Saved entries
○ ○ ○ ○ ○ ○ ○
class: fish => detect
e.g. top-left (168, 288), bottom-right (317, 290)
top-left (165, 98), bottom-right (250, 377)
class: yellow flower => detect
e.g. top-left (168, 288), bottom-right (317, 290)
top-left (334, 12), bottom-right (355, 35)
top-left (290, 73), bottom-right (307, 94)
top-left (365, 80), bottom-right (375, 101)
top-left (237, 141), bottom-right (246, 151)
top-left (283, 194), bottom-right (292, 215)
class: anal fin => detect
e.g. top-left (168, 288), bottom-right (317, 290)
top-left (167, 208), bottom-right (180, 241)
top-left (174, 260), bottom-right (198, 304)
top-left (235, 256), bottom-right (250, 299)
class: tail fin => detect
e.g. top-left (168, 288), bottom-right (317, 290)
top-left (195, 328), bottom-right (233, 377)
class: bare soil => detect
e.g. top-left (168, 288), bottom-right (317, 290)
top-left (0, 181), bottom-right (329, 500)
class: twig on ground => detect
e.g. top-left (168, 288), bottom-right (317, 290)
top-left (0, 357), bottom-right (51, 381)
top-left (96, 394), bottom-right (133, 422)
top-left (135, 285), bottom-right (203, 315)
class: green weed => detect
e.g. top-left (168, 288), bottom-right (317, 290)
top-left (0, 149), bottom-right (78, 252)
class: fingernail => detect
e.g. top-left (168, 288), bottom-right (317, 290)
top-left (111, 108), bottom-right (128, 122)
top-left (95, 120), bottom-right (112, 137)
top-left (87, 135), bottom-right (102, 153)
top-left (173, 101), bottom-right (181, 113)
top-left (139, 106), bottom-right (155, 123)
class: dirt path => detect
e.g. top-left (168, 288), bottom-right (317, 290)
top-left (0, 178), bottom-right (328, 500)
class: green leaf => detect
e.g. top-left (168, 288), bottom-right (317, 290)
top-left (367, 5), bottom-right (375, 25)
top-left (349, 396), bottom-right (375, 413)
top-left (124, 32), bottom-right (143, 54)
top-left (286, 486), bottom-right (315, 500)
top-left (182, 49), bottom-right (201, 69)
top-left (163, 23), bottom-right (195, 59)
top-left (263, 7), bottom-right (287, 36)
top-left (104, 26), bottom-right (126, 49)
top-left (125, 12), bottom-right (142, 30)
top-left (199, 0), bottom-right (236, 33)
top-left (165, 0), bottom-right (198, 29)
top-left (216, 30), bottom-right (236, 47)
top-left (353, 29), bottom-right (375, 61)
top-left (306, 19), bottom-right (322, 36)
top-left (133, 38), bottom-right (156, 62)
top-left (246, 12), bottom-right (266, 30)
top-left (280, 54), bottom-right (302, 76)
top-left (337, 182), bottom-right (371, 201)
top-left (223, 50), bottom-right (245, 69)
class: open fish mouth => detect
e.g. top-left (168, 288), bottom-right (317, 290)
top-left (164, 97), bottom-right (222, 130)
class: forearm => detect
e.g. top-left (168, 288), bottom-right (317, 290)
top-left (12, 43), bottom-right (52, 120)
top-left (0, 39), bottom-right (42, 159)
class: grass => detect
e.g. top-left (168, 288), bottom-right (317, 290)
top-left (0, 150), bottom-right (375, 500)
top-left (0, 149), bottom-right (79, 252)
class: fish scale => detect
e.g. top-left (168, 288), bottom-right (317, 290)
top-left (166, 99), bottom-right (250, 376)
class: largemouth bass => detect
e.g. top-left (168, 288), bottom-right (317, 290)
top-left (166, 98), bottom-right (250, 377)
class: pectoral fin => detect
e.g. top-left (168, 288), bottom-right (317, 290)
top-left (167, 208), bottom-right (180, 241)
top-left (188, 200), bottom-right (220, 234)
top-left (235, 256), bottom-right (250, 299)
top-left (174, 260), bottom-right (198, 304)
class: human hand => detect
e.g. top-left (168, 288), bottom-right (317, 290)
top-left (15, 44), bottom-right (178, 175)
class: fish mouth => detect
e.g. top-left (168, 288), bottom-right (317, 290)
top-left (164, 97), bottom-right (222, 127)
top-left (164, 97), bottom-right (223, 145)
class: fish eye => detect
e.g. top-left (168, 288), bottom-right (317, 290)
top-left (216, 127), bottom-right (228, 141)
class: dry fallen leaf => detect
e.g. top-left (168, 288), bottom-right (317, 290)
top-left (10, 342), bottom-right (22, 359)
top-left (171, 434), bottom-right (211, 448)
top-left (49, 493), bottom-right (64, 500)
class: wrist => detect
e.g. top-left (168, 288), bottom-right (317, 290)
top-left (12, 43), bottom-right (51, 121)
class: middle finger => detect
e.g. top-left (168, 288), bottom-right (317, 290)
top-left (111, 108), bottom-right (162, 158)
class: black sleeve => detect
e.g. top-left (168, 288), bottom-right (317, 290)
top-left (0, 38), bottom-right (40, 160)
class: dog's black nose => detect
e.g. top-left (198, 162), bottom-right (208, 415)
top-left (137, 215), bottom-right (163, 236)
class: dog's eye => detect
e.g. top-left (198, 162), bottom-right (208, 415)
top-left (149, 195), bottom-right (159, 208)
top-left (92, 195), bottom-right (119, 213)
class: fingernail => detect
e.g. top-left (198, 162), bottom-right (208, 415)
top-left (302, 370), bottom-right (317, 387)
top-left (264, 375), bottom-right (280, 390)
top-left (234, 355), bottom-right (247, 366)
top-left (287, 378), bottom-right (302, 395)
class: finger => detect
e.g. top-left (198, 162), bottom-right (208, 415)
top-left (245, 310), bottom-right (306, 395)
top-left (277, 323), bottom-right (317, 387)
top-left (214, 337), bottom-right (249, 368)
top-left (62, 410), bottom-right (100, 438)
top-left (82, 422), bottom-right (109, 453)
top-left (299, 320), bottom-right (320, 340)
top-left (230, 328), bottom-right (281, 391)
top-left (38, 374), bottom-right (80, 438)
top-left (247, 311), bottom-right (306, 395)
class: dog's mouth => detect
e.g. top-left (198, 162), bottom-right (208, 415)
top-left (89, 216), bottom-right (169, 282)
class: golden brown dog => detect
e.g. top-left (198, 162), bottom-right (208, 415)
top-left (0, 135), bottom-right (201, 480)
○ ○ ○ ○ ○ ○ ○
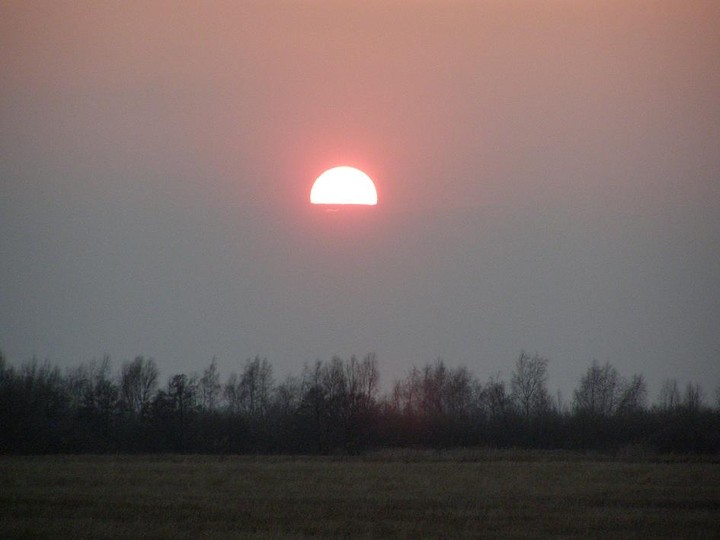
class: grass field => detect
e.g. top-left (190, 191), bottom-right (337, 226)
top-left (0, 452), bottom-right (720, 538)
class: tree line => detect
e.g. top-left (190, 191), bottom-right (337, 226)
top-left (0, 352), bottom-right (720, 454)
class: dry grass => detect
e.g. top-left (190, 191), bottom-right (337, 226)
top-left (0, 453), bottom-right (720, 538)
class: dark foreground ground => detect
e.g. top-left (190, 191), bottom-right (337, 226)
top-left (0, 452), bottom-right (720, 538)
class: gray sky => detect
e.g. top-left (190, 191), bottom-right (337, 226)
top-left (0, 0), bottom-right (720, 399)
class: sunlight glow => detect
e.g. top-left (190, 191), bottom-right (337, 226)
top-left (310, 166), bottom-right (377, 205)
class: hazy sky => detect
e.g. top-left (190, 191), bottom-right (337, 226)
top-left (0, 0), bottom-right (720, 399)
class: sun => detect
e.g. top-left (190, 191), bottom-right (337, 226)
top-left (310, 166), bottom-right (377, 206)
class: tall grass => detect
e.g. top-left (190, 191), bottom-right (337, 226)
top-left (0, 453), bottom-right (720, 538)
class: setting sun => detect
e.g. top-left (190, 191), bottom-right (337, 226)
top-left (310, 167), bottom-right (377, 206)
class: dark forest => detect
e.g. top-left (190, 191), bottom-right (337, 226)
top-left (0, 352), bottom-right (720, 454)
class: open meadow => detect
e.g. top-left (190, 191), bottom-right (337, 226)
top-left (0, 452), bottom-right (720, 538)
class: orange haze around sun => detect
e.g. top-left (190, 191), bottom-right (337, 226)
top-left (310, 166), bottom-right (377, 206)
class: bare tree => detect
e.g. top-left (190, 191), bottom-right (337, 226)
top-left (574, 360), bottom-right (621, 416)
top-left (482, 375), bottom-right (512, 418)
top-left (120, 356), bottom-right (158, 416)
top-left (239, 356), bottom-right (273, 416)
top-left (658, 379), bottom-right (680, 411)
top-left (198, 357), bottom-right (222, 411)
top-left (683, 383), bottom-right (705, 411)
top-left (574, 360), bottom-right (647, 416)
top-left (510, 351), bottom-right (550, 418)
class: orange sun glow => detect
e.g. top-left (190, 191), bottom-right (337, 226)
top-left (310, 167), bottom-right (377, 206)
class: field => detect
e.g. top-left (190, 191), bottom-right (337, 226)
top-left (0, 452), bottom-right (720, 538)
○ ○ ○ ○ ○ ○ ○
» **YOUR GOAL**: Rewrite the part of the material starting at the line with "class: black sleeve => detect" and ending at the line with "top-left (89, 216), bottom-right (169, 282)", changing "dog's" to "puppy's" wherever it appears and leaving everything else the same.

» **FINISHED EXERCISE**:
class: black sleeve => detect
e.g. top-left (168, 288), bottom-right (317, 290)
top-left (0, 38), bottom-right (40, 160)
class: puppy's black nose => detect
e.g. top-left (198, 162), bottom-right (208, 415)
top-left (137, 215), bottom-right (163, 236)
class: puppy's eye => detect
e.g. top-left (198, 162), bottom-right (208, 415)
top-left (149, 195), bottom-right (159, 208)
top-left (92, 195), bottom-right (119, 213)
class: fingernail => detect
e.g. top-left (198, 162), bottom-right (208, 415)
top-left (302, 370), bottom-right (317, 387)
top-left (264, 375), bottom-right (280, 390)
top-left (234, 355), bottom-right (247, 366)
top-left (287, 378), bottom-right (302, 395)
class: finger => detect
e.g. top-left (198, 162), bottom-right (208, 415)
top-left (245, 310), bottom-right (306, 395)
top-left (277, 323), bottom-right (317, 387)
top-left (214, 337), bottom-right (249, 368)
top-left (62, 410), bottom-right (100, 438)
top-left (82, 422), bottom-right (109, 453)
top-left (299, 320), bottom-right (320, 340)
top-left (230, 328), bottom-right (281, 391)
top-left (38, 374), bottom-right (80, 438)
top-left (247, 311), bottom-right (306, 395)
class: puppy's mouth => detect
e.g. top-left (198, 162), bottom-right (208, 415)
top-left (89, 216), bottom-right (169, 282)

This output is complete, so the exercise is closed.